Mechanised highway maintenance vehicles means improved safety and efficiency for personnel

UEM Edgenta, MHA and CIDB MoU also points the way towards Industry 4.0

Dinesh Appavu Photo

Dinesh Appavu

20 Jun 2019

Up till now, basic maintenance on our country’s network of highways such as mowing the grass and cleaning the road surface has been done manually. We’re sure you’ve witnessed it, hundreds of metres of cones merging two lanes into one and personnel with grass-cutting machines on their backs going at it or even wit brooms sweeping about… exposed to live traffic.

If you’ve ever wondered if that’s dangerous for the workers or even efficient, you weren’t alone. A memorandum of understanding (MoU) between UEM Edgenta, the Malaysian Highway Authority (MHA) and the Construction Industry Development Board (CIDB) will see the implementation of mechanised highway maintenance vehicles that remove the blue-collared workers from the equation and replace them with purpose-built vehicles that also improve efficiency.

(Saved data entries)

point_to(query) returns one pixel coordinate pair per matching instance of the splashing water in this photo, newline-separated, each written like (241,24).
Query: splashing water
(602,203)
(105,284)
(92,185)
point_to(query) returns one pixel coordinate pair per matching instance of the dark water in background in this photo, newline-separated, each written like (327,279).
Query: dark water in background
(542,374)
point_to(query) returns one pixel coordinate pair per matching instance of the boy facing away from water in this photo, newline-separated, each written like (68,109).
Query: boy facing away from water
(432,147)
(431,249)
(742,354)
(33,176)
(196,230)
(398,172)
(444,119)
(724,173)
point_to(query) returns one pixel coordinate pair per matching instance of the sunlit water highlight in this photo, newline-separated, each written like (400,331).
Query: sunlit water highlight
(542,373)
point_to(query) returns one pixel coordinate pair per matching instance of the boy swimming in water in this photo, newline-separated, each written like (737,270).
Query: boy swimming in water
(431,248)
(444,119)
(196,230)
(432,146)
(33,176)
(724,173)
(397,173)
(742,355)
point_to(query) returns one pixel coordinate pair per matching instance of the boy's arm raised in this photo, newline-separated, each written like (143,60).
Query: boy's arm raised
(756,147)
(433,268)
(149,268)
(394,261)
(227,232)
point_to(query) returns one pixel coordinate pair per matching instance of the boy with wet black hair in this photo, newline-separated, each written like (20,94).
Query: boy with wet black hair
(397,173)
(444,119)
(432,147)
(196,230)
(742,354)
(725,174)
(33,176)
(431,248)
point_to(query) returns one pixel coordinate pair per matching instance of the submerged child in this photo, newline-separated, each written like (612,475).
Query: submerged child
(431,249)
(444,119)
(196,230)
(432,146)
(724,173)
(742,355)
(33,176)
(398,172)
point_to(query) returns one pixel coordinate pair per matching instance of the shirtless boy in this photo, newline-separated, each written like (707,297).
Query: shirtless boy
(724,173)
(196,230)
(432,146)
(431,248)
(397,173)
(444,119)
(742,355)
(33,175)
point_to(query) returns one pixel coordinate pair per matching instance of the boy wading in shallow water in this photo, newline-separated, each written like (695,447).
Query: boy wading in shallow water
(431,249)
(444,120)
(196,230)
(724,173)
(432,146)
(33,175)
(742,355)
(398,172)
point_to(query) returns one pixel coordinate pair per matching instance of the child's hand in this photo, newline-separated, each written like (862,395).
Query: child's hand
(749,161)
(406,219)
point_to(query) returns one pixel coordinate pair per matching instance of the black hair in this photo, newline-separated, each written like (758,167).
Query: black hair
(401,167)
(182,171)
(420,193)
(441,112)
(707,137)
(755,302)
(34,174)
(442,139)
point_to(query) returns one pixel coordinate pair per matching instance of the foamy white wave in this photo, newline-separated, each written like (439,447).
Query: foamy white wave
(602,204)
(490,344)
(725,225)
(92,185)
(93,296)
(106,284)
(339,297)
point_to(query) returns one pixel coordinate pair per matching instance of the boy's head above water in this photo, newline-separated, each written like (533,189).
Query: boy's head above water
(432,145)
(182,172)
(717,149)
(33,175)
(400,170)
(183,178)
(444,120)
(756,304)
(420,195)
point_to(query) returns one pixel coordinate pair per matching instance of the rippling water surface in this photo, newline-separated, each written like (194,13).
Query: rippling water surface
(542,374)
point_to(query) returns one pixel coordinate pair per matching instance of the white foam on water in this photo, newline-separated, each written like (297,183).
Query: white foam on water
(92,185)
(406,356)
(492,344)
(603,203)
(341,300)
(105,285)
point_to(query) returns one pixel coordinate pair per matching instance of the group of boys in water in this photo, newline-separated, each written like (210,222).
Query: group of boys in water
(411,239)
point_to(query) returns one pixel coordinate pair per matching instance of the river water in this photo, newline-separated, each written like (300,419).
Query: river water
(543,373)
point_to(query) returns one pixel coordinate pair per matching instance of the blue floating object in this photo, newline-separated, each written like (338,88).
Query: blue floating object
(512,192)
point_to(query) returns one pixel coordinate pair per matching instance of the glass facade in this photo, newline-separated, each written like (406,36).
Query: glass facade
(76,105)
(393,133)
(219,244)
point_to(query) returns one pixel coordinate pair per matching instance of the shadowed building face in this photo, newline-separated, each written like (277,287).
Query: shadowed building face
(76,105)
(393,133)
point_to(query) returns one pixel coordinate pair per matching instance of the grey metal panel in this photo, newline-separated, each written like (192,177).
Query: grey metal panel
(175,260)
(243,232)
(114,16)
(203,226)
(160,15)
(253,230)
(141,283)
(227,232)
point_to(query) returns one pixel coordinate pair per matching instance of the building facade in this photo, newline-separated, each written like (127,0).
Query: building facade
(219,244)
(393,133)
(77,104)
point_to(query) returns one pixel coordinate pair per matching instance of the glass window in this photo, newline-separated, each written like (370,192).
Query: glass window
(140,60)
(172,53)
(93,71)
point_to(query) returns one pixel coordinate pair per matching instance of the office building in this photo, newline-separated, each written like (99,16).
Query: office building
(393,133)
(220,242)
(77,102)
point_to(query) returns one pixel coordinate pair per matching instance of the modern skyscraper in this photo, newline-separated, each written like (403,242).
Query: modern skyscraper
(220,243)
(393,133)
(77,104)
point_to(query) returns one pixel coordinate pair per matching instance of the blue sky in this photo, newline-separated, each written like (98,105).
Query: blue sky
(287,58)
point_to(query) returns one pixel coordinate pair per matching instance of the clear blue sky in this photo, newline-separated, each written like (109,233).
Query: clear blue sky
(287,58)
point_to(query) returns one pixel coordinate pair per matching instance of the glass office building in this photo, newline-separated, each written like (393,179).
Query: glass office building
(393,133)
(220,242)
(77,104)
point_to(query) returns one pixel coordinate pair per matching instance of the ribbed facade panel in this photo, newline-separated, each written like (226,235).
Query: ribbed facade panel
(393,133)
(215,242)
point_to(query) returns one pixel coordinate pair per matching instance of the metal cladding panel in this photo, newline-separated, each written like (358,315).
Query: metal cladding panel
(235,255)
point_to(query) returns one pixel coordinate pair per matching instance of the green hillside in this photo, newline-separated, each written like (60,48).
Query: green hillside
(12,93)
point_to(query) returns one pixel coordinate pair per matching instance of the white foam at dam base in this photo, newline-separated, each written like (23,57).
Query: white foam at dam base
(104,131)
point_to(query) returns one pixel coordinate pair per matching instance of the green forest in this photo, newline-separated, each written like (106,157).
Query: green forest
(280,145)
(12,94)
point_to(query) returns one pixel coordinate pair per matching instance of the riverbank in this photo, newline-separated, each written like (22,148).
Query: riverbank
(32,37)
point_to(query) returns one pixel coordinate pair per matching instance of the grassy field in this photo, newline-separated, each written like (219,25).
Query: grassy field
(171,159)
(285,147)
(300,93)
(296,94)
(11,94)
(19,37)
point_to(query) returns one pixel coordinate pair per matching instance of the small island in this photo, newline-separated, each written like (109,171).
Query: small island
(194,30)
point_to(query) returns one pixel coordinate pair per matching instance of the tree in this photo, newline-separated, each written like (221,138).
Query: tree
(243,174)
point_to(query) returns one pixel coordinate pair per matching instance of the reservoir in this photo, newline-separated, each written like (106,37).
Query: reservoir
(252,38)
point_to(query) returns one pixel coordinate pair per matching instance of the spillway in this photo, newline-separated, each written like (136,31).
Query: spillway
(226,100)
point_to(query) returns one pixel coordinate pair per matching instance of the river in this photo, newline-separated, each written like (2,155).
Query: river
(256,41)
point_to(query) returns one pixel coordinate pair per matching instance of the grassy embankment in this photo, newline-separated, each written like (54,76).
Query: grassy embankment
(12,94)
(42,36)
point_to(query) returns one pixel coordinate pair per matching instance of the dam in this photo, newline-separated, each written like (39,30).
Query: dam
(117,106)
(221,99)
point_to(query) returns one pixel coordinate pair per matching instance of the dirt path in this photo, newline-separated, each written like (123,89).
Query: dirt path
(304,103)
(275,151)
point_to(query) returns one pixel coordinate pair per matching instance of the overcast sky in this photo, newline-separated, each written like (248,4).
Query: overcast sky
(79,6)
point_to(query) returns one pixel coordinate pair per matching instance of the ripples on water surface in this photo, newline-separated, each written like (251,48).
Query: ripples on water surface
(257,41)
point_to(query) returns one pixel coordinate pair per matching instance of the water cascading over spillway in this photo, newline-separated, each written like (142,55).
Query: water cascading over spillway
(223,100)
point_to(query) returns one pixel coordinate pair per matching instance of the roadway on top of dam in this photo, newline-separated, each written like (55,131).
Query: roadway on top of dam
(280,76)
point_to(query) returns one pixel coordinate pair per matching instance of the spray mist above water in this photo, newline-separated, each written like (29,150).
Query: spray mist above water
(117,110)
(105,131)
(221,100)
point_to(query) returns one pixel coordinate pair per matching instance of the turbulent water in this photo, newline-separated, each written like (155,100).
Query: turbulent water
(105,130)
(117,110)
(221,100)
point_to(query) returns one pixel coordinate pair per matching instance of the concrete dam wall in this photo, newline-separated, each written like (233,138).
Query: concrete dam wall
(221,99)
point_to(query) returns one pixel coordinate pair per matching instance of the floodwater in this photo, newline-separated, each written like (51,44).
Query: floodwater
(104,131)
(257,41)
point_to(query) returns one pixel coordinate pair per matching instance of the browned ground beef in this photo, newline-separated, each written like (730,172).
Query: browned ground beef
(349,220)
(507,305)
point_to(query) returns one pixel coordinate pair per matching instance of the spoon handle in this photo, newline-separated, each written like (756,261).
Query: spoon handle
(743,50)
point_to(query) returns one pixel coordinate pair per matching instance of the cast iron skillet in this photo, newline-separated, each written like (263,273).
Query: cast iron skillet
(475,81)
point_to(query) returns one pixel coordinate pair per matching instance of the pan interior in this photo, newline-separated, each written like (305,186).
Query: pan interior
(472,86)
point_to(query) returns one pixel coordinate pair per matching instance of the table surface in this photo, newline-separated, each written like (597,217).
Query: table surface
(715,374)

--

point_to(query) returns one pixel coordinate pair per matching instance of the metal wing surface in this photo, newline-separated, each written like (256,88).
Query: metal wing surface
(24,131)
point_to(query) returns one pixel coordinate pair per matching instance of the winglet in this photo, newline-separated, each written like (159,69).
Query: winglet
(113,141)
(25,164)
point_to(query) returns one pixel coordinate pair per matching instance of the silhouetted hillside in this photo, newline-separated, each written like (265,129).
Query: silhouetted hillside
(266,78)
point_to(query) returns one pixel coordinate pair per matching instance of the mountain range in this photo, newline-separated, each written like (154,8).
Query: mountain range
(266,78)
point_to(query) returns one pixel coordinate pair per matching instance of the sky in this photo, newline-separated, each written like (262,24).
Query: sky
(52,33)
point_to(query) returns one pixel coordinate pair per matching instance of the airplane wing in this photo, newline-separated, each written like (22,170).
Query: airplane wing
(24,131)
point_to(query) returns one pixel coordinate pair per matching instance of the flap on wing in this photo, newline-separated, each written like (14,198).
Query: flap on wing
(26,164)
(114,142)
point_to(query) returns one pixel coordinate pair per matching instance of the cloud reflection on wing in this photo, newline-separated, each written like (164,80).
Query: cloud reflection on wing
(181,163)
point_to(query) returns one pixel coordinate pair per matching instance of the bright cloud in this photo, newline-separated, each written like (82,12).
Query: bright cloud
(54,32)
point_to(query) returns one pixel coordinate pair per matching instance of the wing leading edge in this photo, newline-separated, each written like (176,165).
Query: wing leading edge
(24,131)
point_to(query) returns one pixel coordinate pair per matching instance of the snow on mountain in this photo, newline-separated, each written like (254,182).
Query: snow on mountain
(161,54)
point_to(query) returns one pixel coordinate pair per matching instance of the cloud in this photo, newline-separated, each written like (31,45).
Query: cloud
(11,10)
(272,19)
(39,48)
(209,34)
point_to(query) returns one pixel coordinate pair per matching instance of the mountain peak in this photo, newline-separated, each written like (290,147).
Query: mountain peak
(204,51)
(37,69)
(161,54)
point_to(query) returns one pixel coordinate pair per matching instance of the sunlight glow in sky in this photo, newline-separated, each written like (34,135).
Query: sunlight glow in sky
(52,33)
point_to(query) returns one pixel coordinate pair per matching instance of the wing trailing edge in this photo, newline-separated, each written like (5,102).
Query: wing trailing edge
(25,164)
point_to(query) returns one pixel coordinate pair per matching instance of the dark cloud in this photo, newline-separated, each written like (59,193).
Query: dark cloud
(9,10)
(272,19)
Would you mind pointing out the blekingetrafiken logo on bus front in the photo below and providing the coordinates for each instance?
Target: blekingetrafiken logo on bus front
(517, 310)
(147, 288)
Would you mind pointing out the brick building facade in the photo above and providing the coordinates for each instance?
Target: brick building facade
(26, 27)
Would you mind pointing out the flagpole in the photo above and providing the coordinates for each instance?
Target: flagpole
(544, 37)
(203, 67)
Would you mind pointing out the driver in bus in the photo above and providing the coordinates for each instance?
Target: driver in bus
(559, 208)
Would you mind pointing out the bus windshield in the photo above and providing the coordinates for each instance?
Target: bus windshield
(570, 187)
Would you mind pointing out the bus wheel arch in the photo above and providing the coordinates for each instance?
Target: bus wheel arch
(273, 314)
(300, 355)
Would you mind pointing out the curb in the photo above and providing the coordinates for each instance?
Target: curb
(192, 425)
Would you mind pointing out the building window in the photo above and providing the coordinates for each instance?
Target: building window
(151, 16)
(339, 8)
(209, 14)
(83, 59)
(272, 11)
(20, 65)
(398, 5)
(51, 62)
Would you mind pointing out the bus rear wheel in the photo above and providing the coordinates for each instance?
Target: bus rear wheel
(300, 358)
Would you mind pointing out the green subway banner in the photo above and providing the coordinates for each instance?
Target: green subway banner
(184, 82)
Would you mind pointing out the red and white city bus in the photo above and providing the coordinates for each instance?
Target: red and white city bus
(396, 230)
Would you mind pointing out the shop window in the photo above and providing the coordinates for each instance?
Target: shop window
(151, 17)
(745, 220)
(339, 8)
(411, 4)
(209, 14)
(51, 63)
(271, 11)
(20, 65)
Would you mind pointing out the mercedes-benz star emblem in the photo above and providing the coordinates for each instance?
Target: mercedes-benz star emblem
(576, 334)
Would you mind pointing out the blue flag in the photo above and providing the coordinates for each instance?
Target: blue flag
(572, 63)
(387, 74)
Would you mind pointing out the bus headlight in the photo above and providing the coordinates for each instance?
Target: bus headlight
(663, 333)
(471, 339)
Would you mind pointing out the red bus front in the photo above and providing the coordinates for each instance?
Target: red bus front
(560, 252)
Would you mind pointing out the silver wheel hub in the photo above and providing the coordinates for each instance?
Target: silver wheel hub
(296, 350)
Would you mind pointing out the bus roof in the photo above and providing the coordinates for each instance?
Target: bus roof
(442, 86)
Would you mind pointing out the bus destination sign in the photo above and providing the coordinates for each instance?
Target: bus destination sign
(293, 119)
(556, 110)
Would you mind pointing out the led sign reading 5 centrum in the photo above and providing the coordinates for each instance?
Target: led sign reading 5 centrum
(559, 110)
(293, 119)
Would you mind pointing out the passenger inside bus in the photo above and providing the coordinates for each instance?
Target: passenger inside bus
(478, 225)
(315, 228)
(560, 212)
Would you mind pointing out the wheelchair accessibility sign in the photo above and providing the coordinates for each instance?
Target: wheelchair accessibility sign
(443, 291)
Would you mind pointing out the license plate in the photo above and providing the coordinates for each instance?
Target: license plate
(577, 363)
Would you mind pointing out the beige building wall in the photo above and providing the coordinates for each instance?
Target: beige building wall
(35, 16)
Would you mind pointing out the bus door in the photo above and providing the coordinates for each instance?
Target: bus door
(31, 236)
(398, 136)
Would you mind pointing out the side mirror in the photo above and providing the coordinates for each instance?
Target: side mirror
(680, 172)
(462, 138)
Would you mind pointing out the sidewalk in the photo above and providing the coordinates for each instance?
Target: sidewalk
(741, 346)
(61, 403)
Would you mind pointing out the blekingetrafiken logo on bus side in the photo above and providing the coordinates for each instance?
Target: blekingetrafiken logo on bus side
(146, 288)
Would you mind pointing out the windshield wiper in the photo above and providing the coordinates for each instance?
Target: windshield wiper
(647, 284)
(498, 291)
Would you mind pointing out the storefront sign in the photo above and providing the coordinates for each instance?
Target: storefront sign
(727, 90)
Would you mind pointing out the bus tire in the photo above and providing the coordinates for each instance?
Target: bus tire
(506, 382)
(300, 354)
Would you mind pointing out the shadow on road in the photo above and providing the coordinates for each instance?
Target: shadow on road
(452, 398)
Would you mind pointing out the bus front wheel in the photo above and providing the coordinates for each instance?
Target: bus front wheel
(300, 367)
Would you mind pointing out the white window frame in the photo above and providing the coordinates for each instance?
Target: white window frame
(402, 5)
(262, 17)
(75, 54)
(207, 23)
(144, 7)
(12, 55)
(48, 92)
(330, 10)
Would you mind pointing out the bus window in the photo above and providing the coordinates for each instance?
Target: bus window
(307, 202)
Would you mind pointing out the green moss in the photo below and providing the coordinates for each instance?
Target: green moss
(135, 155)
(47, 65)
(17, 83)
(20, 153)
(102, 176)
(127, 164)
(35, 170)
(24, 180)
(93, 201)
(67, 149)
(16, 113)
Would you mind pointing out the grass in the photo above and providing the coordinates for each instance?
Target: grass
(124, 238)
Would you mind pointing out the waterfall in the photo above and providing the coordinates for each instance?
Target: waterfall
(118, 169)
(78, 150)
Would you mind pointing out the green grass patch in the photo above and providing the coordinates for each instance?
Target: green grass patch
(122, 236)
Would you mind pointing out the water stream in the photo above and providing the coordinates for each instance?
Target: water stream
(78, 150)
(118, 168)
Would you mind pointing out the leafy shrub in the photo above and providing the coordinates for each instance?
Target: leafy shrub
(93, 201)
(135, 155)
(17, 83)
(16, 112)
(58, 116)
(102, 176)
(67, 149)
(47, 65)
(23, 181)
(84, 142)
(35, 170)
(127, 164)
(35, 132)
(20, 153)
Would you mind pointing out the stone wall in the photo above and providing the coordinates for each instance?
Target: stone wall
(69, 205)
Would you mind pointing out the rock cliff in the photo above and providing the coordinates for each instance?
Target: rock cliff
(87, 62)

What to do:
a. Do these statements agree with the highway maintenance article? Answer yes or no for each, and quote the deciding words of the article. (i) Basic highway maintenance such as mowing grass has been done by hand. (ii) The MoU was signed between UEM Edgenta and the Ministry of Transport. (iii) The new vehicles are meant to work alongside the existing manual crews.
b. Write out the stretch of the highway maintenance article from "Up till now, basic" through "also improve efficiency.", and swap "purpose-built vehicles" for "specialized vehicles".
c. Extend the highway maintenance article, starting after its final sentence.

Results in order:
a.
(i) Yes: "basic maintenance on our country’s network of highways such as mowing the grass and cleaning the road surface has been done manually"
(ii) No: "between UEM Edgenta, the Malaysian Highway Authority (MHA) and the Construction Industry Development Board (CIDB)"
(iii) No: "remove the blue-collared workers from the equation and replace them with purpose-built vehicles"

b.
Up till now, basic maintenance on our country’s network of highways such as mowing the grass and cleaning the road surface has been done manually. We’re sure you’ve witnessed it, hundreds of metres of cones merging two lanes into one and personnel with grass-cutting machines on their backs going at it or even wit brooms sweeping about… exposed to live traffic.

If you’ve ever wondered if that’s dangerous for the workers or even efficient, you weren’t alone. A memorandum of understanding (MoU) between UEM Edgenta, the Malaysian Highway Authority (MHA) and the Construction Industry Development Board (CIDB) will see the implementation of mechanised highway maintenance vehicles that remove the blue-collared workers from the equation and replace them with specialized vehicles that also improve efficiency.

c.
The machines required for the mechanisation of these tasks comprise a mechanised grass cutter (one unit), mechanical road sweeper (nine units), impact protection vehicle (one unit) and remote-controlled slope grass mower (one unit). All the machines were acquired by UEM Edgenta at a cost of approximately RM20 million and are being trialed on the North-South Expressway, except the remote-controlled slope grass mower that is earning its keep on the LPT2.

Moving to mechanisation is estimated to increase productivity by a whopping 875 per cent whilst reducing exposure to live traffic for personnel by 88 per cent.

Prior to this, mowing the grass required 18 workers for cutting alone and three mobilisation team personnel as well as a one-tonne lorry and two vans per team. Of a typical eight-hour shift, only six is spent on actual cutting with the remaining two split between a break and traffic management (placing and removing cones and signage).

Mechanisation translates into a smaller crew of just two over the previous 18; one to drive the lorry and other to operate the arm. Following around 30-metres behind at the same speed would be the impact protection vehicle that substitutes the need for cones and signage; functioning instead as a rolling warning without the need for lane closure. This negates the need for that aforementioned hour of traffic management, meaning seven hours can be dedicated to cutting with no need for the vans.

On average, each grass-cutting worker is estimated to cover approximately 800sq m per hour or 4,800sq m a day. The mechanical road sweeper is capable of covering 84,000sq m of grass without a day or the equivalent of 18 man-days of manual operations.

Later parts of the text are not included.